▸ **WHAT IS NEEDED**: Word for word, transcribe every line below.

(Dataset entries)
==========

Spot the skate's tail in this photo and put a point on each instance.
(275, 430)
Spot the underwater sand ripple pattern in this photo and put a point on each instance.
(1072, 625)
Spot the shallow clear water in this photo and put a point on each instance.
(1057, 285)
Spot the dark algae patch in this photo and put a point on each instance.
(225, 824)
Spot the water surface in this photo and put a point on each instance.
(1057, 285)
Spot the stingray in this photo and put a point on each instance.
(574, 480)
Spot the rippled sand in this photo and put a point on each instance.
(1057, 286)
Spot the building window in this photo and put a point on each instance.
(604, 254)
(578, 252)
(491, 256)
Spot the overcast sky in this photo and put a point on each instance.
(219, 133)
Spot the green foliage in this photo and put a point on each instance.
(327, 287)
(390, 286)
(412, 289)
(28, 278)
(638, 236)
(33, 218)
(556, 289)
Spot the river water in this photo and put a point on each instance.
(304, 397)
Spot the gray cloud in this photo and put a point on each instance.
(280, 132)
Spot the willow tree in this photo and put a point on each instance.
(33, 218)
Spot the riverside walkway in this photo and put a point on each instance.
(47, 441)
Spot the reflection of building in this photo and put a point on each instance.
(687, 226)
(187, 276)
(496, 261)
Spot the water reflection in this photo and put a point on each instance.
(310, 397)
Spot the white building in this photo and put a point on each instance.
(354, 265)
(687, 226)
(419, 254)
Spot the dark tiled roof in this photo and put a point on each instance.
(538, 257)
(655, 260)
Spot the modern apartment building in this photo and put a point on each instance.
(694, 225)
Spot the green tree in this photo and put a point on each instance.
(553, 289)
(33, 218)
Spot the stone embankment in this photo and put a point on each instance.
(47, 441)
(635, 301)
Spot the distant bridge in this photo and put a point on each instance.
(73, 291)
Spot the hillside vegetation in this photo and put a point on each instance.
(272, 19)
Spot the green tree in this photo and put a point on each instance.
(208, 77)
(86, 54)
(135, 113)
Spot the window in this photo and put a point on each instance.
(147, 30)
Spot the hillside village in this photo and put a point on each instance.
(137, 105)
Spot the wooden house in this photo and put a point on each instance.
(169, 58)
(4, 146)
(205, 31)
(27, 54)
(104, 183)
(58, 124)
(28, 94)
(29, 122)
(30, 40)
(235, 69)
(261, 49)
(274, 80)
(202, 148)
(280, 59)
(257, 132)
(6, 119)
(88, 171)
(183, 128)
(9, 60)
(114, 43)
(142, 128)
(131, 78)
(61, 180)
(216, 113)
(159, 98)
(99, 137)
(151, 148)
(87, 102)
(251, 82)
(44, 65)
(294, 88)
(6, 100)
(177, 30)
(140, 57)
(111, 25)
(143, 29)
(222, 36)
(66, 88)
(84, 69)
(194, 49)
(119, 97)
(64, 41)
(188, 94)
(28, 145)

==========

▸ **TASK ANSWER**:
Spot the skate's tail in this photo and put a point on each instance.
(275, 430)
Spot the underwater sand ripple pattern in this photo and put a point on each instance.
(1072, 625)
Spot the shallow clear water in this photo and put a point on each instance.
(1057, 285)
Spot the dark algae patch in this photo and put a point on each instance.
(225, 824)
Spot the water surface in this photo and put a point on each instance.
(1057, 285)
Spot the stingray in this photo and put a point on each instance.
(574, 480)
Spot the rippled sand in this photo and put a point on each instance.
(1057, 286)
Spot the building window in this photo and put a point on each instance.
(604, 254)
(578, 252)
(491, 256)
Spot the overcast sky in this photo and put a point on each instance.
(219, 133)
Spot the green foliage in this photo and put a point on each instance.
(327, 287)
(390, 286)
(412, 289)
(28, 278)
(638, 236)
(33, 218)
(556, 289)
Spot the river water in this photo and put a point on each instance.
(304, 397)
Spot the gray cloud in this photo and put a point on each instance.
(280, 132)
Spot the willow tree in this photo and put a point on each instance.
(33, 218)
Spot the riverside walkway in this photo and put a point on each instance.
(47, 441)
Spot the reflection of building in this photo and put a point on each instance.
(687, 226)
(187, 276)
(496, 261)
Spot the water reflection in this photo and put a point on each instance.
(310, 397)
Spot the white building in this photo and put a point on each instance.
(354, 265)
(687, 226)
(419, 254)
Spot the dark tiled roof in this photo and put a point on each instance.
(538, 257)
(655, 260)
Spot the modern apartment building in this photo and put a point on each instance.
(694, 225)
Spot the green tree in this photo and put a point on each instance.
(553, 289)
(33, 218)
Spot the stone embankment in this photo and put a point on each instance.
(47, 441)
(635, 301)
Spot the distant bridge in this photo and put a point on each instance.
(73, 291)
Spot the hillside vegetation in this photo and put a point on each instance.
(272, 19)
Spot the green tree in this photo and put a point on each instance.
(208, 77)
(86, 54)
(135, 113)
Spot the window in this photo and put a point on each instance.
(147, 30)
Spot the hillside village in this photo and put a point on each instance.
(137, 105)
Spot the wooden house in this photo and put a point on each instance.
(169, 58)
(4, 146)
(205, 31)
(27, 54)
(104, 183)
(58, 124)
(28, 94)
(29, 122)
(30, 40)
(235, 69)
(261, 49)
(274, 80)
(202, 148)
(280, 59)
(257, 132)
(6, 119)
(88, 171)
(183, 128)
(9, 60)
(114, 43)
(142, 128)
(131, 78)
(61, 180)
(216, 113)
(159, 98)
(99, 137)
(151, 148)
(87, 102)
(251, 82)
(44, 65)
(294, 88)
(6, 100)
(177, 30)
(140, 57)
(111, 25)
(143, 29)
(222, 36)
(66, 88)
(84, 69)
(194, 49)
(119, 97)
(64, 41)
(188, 94)
(28, 145)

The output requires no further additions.